### DO THIS
Keep only those lines below that contain the string "fill", and copy each one out in full.

### RECORDS FOR PROCESSING
· · · · ·

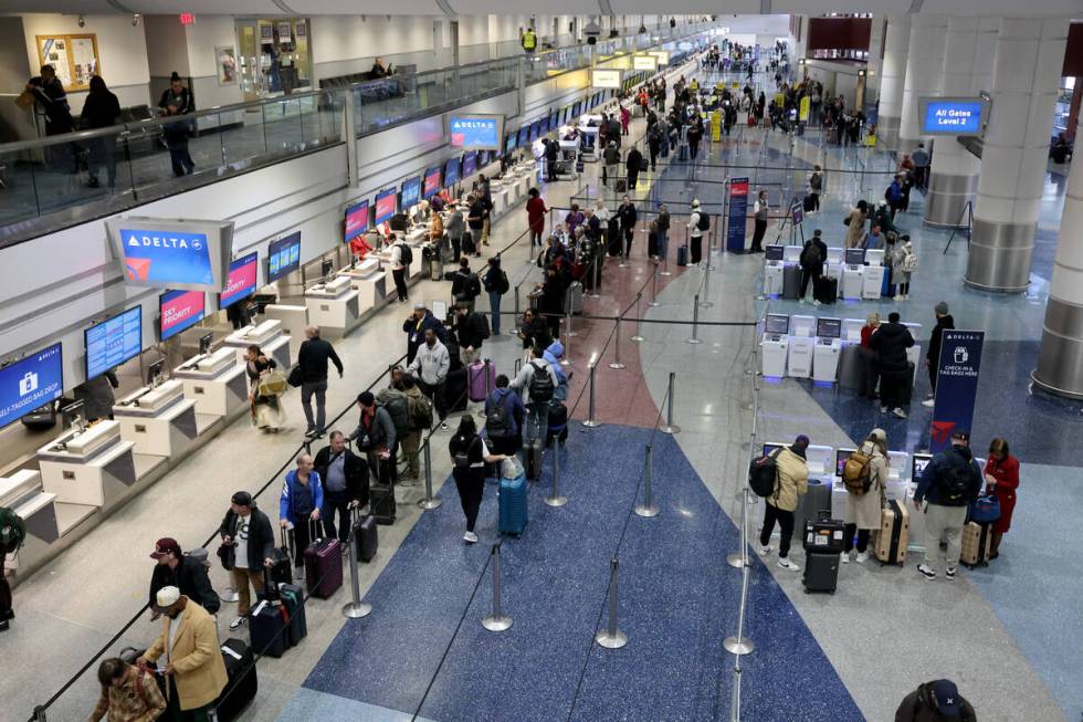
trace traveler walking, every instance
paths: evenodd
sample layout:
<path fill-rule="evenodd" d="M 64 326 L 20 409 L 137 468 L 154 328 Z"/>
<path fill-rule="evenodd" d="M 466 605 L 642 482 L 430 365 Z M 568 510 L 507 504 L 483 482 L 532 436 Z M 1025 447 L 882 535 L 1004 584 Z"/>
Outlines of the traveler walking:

· · · · ·

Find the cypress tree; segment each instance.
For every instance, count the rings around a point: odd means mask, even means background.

· · · · ·

### RESULT
<path fill-rule="evenodd" d="M 64 326 L 20 409 L 137 468 L 154 328 Z"/>
<path fill-rule="evenodd" d="M 466 605 L 642 482 L 430 365 Z M 568 510 L 507 504 L 483 482 L 532 436 Z M 1025 447 L 882 535 L 1004 584 Z"/>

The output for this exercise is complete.